**The task**. The line containing "white shoe, returned" marks where to begin; quote it and every line after it through the end of the data, exactly as written.

[Saved entries]
::::::::

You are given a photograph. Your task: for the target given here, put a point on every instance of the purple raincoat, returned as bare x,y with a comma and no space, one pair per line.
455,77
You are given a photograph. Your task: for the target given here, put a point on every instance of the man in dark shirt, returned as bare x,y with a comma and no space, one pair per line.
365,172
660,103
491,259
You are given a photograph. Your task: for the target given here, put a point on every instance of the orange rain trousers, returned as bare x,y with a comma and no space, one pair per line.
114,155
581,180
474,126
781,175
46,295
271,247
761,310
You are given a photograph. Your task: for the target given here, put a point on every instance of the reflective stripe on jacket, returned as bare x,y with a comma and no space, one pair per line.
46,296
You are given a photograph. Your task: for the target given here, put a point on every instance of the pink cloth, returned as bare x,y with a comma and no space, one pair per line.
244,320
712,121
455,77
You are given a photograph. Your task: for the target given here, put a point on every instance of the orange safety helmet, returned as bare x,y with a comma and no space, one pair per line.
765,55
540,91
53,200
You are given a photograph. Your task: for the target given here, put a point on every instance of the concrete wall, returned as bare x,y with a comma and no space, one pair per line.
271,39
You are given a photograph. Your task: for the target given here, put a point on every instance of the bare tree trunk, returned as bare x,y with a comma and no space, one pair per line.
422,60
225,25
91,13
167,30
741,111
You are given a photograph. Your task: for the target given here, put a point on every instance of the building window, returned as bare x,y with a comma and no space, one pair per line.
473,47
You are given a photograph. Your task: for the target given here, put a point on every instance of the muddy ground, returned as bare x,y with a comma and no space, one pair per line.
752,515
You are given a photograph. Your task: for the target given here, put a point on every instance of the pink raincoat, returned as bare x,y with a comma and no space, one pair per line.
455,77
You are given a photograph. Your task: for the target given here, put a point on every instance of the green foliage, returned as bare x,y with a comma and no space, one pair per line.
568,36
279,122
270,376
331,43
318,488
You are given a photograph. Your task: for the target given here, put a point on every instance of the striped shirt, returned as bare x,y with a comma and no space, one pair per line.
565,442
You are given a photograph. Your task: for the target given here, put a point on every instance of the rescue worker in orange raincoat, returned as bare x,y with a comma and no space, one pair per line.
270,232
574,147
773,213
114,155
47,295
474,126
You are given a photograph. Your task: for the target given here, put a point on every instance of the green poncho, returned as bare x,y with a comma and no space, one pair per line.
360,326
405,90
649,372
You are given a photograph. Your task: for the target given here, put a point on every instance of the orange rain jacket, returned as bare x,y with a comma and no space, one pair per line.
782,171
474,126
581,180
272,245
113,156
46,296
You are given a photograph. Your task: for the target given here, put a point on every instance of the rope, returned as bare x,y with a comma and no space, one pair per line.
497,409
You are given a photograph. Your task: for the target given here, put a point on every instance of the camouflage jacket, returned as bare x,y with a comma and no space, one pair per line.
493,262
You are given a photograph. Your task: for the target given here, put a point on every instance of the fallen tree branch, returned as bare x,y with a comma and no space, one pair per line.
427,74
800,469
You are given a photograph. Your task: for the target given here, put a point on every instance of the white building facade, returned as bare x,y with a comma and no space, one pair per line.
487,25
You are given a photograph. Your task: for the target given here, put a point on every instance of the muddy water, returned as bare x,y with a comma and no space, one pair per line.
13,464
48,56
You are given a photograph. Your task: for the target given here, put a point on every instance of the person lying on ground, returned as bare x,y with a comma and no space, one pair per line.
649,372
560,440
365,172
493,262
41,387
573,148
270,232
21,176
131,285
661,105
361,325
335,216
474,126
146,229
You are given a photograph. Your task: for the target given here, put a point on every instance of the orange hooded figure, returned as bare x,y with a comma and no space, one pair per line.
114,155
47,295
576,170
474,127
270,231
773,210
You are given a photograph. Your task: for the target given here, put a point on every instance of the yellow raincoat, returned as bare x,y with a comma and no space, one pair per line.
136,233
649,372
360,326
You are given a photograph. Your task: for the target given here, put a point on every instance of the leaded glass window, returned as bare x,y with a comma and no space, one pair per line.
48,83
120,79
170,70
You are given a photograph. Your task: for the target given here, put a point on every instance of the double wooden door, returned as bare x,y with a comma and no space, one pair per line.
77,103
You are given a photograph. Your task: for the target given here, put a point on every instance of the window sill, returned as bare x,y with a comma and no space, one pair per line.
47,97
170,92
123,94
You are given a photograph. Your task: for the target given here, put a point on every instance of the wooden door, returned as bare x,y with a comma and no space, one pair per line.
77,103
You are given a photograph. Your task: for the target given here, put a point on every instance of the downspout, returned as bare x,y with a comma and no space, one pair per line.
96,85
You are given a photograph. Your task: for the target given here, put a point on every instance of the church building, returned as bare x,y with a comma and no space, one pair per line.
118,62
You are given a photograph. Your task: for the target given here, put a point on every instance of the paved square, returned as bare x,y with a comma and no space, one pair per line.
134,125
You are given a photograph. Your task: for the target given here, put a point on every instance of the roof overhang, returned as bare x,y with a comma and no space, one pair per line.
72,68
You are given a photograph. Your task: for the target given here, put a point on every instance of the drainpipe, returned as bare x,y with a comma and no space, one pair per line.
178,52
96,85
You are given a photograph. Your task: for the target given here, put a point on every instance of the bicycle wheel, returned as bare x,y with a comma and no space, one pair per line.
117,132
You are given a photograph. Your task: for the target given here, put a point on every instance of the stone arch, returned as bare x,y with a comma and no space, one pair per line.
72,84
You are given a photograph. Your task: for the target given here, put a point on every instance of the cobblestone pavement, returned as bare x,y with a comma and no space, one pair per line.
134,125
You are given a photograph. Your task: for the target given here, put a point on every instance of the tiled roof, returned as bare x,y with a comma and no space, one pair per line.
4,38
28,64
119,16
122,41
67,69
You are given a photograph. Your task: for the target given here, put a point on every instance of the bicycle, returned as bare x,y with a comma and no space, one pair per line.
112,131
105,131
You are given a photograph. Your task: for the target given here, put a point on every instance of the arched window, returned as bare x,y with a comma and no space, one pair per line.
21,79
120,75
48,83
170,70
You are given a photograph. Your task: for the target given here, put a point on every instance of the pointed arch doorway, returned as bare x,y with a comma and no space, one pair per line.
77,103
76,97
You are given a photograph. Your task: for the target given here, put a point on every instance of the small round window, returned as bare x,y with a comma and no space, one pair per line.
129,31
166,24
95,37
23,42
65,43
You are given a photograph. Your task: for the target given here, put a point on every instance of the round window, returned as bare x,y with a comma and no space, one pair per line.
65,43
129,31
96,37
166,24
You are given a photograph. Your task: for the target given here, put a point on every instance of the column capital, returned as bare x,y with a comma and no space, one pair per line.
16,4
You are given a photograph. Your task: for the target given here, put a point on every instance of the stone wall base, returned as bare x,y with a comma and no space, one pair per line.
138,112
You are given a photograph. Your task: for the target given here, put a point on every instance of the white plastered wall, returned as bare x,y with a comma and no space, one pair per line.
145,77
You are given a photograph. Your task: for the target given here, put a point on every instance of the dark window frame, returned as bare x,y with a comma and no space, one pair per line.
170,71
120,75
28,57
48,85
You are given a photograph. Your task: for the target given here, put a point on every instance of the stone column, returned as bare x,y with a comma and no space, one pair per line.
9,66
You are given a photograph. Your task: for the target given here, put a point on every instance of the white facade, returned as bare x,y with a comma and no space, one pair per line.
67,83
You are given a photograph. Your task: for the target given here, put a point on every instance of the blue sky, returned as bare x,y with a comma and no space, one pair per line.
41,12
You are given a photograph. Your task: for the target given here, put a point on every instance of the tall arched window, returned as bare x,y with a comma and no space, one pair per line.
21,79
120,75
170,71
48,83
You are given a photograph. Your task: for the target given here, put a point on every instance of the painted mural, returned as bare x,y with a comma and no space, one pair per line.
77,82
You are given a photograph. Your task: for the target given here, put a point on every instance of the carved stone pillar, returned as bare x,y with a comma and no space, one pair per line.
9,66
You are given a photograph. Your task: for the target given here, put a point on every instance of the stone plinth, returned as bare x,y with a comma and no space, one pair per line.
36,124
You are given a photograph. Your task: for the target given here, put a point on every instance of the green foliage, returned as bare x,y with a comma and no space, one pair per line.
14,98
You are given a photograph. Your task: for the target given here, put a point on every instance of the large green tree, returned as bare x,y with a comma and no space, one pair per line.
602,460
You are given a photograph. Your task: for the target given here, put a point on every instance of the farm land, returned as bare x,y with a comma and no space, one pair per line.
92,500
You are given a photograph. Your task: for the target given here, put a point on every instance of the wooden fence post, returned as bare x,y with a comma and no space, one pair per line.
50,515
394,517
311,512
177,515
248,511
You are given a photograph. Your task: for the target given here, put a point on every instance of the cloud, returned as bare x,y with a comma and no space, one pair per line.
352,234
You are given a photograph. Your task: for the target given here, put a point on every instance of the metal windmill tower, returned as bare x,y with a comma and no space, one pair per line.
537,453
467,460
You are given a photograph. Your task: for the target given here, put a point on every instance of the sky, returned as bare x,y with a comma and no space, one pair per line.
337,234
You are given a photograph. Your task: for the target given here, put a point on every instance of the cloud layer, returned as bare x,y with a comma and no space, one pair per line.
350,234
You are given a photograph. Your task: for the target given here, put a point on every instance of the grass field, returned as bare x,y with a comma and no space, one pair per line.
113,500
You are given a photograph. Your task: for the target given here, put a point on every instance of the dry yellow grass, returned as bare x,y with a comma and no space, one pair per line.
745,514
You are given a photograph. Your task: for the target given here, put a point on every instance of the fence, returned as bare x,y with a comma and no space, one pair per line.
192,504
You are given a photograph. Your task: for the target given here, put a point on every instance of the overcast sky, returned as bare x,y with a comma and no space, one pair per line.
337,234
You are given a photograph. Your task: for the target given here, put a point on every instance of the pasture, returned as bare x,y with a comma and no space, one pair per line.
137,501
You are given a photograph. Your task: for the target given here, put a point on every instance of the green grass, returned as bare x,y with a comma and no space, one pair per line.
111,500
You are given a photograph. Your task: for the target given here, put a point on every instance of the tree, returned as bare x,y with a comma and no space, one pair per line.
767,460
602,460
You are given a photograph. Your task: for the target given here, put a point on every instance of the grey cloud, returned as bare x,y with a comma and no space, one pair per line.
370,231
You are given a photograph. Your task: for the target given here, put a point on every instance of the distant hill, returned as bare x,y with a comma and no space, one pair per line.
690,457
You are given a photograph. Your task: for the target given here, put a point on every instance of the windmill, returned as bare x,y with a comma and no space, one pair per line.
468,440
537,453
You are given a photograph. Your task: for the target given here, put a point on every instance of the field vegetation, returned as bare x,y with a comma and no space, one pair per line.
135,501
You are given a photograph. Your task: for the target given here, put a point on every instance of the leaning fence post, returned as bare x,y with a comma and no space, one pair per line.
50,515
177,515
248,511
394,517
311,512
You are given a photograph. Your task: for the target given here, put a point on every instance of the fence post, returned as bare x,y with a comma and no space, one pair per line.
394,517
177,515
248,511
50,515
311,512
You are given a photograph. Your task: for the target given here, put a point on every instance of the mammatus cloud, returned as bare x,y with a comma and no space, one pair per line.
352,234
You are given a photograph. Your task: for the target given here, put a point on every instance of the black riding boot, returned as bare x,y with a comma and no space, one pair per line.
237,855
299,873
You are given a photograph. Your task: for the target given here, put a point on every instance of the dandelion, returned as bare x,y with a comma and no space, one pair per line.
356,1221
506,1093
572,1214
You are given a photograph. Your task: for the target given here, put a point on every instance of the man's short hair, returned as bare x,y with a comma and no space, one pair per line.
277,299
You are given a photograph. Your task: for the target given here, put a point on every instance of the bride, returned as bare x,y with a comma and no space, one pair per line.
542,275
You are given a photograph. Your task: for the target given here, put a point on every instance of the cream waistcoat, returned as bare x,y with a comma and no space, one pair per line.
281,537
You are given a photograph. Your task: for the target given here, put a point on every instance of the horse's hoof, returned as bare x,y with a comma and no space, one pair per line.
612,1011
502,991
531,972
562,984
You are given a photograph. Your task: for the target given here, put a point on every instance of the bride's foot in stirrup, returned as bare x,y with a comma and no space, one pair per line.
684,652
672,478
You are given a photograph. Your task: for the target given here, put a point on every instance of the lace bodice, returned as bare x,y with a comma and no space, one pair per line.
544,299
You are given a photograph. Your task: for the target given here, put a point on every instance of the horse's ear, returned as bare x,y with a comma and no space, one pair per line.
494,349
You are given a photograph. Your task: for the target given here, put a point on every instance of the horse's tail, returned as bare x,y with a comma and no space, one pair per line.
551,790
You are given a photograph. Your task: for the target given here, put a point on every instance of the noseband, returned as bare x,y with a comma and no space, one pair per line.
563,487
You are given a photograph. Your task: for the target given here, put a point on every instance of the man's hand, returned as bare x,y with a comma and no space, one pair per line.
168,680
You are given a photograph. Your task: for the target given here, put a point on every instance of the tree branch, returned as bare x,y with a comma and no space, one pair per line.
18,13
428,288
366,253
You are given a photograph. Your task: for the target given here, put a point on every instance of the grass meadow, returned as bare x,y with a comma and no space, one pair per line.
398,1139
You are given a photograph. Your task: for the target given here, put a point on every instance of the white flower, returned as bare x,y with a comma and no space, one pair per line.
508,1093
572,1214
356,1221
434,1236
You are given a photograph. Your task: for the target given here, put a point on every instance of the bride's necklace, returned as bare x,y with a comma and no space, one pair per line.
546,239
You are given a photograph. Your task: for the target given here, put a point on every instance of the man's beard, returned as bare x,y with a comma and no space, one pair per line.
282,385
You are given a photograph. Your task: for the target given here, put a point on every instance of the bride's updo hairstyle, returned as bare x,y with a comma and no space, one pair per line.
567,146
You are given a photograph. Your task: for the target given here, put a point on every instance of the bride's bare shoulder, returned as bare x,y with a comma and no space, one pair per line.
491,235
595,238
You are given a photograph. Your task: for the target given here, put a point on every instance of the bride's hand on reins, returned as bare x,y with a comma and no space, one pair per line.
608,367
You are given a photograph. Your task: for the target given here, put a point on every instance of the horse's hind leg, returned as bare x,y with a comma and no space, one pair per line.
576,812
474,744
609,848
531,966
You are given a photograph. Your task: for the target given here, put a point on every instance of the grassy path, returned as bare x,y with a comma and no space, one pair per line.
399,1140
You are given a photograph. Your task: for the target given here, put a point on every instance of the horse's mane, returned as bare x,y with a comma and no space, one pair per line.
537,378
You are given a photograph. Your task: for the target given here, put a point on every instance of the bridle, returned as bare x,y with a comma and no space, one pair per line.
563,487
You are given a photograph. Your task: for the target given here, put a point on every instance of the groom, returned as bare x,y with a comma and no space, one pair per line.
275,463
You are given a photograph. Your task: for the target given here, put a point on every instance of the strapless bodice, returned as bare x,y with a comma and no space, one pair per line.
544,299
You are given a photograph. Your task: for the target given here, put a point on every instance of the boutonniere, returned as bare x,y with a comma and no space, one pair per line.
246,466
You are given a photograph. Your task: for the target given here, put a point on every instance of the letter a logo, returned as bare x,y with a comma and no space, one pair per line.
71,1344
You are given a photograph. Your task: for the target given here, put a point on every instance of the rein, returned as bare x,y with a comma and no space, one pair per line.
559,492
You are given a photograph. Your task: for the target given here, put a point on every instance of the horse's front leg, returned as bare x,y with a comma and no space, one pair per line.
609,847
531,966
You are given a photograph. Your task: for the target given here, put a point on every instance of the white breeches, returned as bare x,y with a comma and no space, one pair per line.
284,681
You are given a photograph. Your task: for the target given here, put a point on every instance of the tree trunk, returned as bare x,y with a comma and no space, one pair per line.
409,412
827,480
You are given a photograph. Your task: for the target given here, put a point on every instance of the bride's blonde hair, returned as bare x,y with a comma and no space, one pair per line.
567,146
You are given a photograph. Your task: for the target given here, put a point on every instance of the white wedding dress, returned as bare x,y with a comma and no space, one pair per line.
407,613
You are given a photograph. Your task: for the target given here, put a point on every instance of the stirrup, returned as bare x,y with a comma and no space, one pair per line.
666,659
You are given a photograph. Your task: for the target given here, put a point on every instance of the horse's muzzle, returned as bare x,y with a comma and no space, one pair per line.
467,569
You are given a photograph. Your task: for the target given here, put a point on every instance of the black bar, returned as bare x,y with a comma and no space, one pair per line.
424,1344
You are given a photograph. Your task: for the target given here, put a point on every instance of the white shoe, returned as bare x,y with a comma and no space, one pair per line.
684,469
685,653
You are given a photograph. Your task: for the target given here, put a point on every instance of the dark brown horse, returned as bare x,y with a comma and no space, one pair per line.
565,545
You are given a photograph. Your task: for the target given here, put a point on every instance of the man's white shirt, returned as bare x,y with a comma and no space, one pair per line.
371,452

::::::::

**Worked answer**.
You are given a photograph. Your task: for the target given here, put a point on every instance of the white shoe, returned as bare x,y with a comma and no space, one pair per line.
684,469
685,653
You are given a photograph. Your task: for the target given here, put a point on every instance of the dark brown horse, returned as bare x,y with a comma and no space, one pair per line.
565,545
You are given a photograph. Your task: for the target given here, put a point on every instance of the man's white shirt, returned as bare x,y with a comma and no space, one pair per line.
371,452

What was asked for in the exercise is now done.